- Exercise goal: Please keep pictures out and return the lines below exactly, from the one holding "green foliage, one" through the last, both included.

Stored records:
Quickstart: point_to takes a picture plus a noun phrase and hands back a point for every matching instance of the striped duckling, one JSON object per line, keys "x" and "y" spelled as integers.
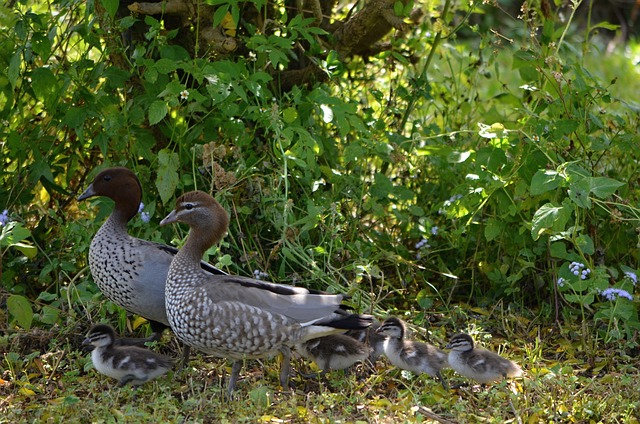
{"x": 247, "y": 318}
{"x": 127, "y": 364}
{"x": 129, "y": 271}
{"x": 370, "y": 337}
{"x": 477, "y": 363}
{"x": 410, "y": 355}
{"x": 334, "y": 352}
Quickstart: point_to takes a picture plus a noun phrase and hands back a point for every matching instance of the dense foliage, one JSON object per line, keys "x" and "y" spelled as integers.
{"x": 479, "y": 158}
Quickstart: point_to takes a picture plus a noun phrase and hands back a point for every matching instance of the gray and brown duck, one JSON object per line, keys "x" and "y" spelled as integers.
{"x": 411, "y": 355}
{"x": 245, "y": 319}
{"x": 127, "y": 364}
{"x": 477, "y": 363}
{"x": 129, "y": 271}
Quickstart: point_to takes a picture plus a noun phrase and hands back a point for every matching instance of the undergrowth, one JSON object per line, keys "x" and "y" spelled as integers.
{"x": 480, "y": 171}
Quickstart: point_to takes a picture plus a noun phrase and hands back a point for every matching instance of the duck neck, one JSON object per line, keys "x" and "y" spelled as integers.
{"x": 196, "y": 244}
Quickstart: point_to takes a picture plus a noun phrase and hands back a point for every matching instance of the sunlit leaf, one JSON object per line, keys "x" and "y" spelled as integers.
{"x": 167, "y": 179}
{"x": 20, "y": 309}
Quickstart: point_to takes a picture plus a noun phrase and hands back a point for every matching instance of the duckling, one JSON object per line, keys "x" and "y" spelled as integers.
{"x": 336, "y": 351}
{"x": 479, "y": 364}
{"x": 127, "y": 364}
{"x": 370, "y": 337}
{"x": 410, "y": 355}
{"x": 238, "y": 317}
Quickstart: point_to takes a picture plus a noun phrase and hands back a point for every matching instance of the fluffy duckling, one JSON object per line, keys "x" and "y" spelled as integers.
{"x": 479, "y": 364}
{"x": 411, "y": 355}
{"x": 333, "y": 352}
{"x": 127, "y": 364}
{"x": 370, "y": 337}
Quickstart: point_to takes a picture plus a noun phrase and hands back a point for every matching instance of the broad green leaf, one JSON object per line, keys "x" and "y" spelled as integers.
{"x": 559, "y": 250}
{"x": 45, "y": 86}
{"x": 585, "y": 300}
{"x": 49, "y": 315}
{"x": 20, "y": 309}
{"x": 157, "y": 112}
{"x": 14, "y": 68}
{"x": 165, "y": 66}
{"x": 289, "y": 115}
{"x": 564, "y": 127}
{"x": 327, "y": 113}
{"x": 167, "y": 180}
{"x": 382, "y": 186}
{"x": 493, "y": 229}
{"x": 579, "y": 193}
{"x": 111, "y": 6}
{"x": 545, "y": 180}
{"x": 585, "y": 244}
{"x": 219, "y": 14}
{"x": 549, "y": 217}
{"x": 604, "y": 187}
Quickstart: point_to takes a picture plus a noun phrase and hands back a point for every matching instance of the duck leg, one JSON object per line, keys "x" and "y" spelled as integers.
{"x": 442, "y": 381}
{"x": 235, "y": 373}
{"x": 285, "y": 368}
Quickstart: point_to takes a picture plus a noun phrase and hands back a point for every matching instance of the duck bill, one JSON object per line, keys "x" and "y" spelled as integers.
{"x": 89, "y": 192}
{"x": 170, "y": 219}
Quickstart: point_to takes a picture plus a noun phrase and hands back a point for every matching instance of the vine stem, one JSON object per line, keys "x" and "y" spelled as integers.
{"x": 423, "y": 73}
{"x": 576, "y": 4}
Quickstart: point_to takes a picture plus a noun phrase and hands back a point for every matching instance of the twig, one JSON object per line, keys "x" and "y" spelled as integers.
{"x": 432, "y": 415}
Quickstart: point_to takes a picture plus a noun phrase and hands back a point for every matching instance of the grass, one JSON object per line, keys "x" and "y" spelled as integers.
{"x": 563, "y": 383}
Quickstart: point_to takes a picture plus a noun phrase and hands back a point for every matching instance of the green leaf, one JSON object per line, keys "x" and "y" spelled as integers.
{"x": 14, "y": 68}
{"x": 545, "y": 180}
{"x": 548, "y": 217}
{"x": 564, "y": 127}
{"x": 585, "y": 244}
{"x": 579, "y": 193}
{"x": 49, "y": 315}
{"x": 20, "y": 308}
{"x": 167, "y": 180}
{"x": 493, "y": 229}
{"x": 45, "y": 86}
{"x": 219, "y": 14}
{"x": 289, "y": 115}
{"x": 111, "y": 6}
{"x": 603, "y": 186}
{"x": 165, "y": 66}
{"x": 157, "y": 112}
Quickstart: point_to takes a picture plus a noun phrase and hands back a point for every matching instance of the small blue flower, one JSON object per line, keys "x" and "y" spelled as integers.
{"x": 4, "y": 217}
{"x": 612, "y": 294}
{"x": 632, "y": 276}
{"x": 423, "y": 243}
{"x": 260, "y": 275}
{"x": 579, "y": 269}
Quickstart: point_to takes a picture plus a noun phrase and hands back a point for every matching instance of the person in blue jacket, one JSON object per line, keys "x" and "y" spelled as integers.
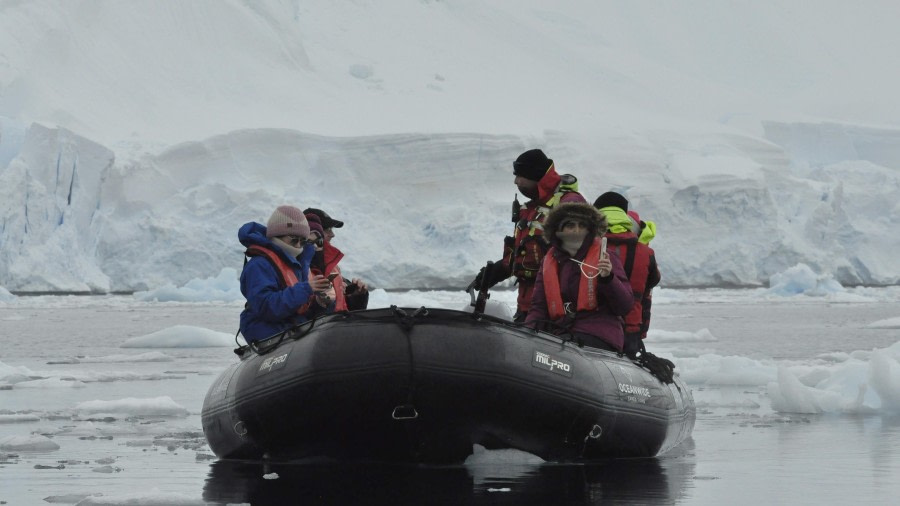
{"x": 275, "y": 281}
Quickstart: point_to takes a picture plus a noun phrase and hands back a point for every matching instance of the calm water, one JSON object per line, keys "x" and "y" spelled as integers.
{"x": 742, "y": 452}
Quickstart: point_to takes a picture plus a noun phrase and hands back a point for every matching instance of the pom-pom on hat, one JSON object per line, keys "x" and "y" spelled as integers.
{"x": 287, "y": 220}
{"x": 611, "y": 199}
{"x": 532, "y": 164}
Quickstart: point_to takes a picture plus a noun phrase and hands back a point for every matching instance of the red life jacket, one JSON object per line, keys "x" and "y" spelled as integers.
{"x": 332, "y": 256}
{"x": 636, "y": 262}
{"x": 286, "y": 276}
{"x": 587, "y": 287}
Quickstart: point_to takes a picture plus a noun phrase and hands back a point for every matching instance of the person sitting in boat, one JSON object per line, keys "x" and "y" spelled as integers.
{"x": 639, "y": 263}
{"x": 275, "y": 280}
{"x": 356, "y": 292}
{"x": 581, "y": 292}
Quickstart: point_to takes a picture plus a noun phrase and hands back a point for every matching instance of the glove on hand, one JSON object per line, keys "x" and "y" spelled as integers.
{"x": 487, "y": 278}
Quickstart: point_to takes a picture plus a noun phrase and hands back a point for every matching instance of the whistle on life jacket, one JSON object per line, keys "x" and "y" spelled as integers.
{"x": 516, "y": 208}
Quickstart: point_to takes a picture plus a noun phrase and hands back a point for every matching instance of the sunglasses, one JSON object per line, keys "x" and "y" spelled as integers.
{"x": 294, "y": 240}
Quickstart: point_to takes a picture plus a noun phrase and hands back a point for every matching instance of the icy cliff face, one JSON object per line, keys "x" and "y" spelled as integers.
{"x": 135, "y": 138}
{"x": 429, "y": 210}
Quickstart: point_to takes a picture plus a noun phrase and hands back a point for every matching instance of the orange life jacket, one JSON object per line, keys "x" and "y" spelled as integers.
{"x": 287, "y": 277}
{"x": 587, "y": 287}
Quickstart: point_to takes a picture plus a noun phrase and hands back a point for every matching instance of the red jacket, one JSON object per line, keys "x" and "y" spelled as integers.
{"x": 331, "y": 256}
{"x": 524, "y": 251}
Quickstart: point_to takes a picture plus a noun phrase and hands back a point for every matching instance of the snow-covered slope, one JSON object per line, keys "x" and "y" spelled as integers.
{"x": 136, "y": 137}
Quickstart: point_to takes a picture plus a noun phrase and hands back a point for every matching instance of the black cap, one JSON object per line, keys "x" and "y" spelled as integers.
{"x": 611, "y": 199}
{"x": 327, "y": 221}
{"x": 532, "y": 164}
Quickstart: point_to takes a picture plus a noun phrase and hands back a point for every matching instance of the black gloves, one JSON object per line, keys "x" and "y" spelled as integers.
{"x": 490, "y": 275}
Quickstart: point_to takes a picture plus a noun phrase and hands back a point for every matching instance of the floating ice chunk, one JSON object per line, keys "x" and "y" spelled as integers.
{"x": 181, "y": 336}
{"x": 224, "y": 287}
{"x": 19, "y": 418}
{"x": 712, "y": 369}
{"x": 31, "y": 443}
{"x": 65, "y": 499}
{"x": 50, "y": 383}
{"x": 131, "y": 406}
{"x": 151, "y": 356}
{"x": 889, "y": 323}
{"x": 789, "y": 395}
{"x": 153, "y": 497}
{"x": 481, "y": 455}
{"x": 663, "y": 336}
{"x": 800, "y": 279}
{"x": 5, "y": 296}
{"x": 885, "y": 379}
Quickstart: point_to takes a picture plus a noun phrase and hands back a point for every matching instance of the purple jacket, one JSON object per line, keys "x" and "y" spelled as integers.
{"x": 614, "y": 294}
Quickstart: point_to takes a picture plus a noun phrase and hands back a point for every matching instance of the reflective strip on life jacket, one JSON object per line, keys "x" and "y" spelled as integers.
{"x": 587, "y": 287}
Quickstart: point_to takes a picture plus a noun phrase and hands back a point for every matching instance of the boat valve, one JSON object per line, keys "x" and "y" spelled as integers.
{"x": 405, "y": 412}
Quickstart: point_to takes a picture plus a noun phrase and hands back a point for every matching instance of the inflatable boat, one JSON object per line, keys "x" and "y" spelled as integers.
{"x": 425, "y": 385}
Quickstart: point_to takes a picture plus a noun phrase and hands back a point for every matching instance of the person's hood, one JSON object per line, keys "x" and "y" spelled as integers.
{"x": 618, "y": 220}
{"x": 574, "y": 211}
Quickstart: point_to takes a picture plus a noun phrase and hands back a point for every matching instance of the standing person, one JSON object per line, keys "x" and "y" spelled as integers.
{"x": 275, "y": 280}
{"x": 639, "y": 261}
{"x": 523, "y": 252}
{"x": 356, "y": 293}
{"x": 580, "y": 289}
{"x": 324, "y": 261}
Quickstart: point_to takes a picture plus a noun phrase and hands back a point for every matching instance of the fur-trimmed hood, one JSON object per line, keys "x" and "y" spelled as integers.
{"x": 580, "y": 211}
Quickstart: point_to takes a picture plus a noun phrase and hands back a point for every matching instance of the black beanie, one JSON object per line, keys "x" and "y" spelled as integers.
{"x": 532, "y": 164}
{"x": 611, "y": 199}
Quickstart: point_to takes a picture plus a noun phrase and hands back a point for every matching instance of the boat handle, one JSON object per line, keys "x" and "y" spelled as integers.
{"x": 405, "y": 412}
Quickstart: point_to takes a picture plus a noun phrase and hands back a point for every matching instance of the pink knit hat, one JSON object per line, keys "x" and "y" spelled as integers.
{"x": 287, "y": 220}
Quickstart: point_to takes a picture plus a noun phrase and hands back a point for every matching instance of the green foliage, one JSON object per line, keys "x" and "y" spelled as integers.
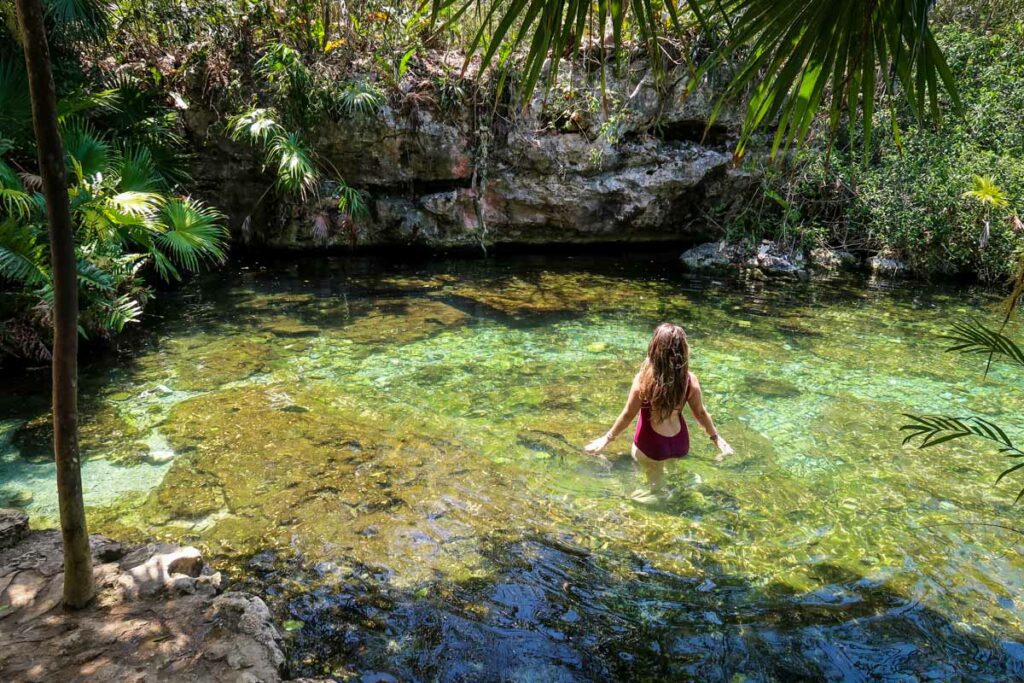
{"x": 795, "y": 56}
{"x": 360, "y": 98}
{"x": 935, "y": 429}
{"x": 918, "y": 196}
{"x": 124, "y": 165}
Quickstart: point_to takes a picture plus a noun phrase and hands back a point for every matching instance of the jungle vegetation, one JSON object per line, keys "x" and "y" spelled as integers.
{"x": 850, "y": 103}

- Result of this task:
Quickstart: point_to takes a picture plus a noun phrase and hands back a point for every matching instance of the green foliage, one JSON object per line, keys "x" and "y" spelled as integers.
{"x": 795, "y": 56}
{"x": 360, "y": 98}
{"x": 935, "y": 429}
{"x": 918, "y": 196}
{"x": 124, "y": 165}
Quickstart: point_to takes a picture plus a noun phrase and hands back a point for every matching instance of the jungle vegetation, one JSON object per line, keys "x" and "y" spelled as integers.
{"x": 850, "y": 103}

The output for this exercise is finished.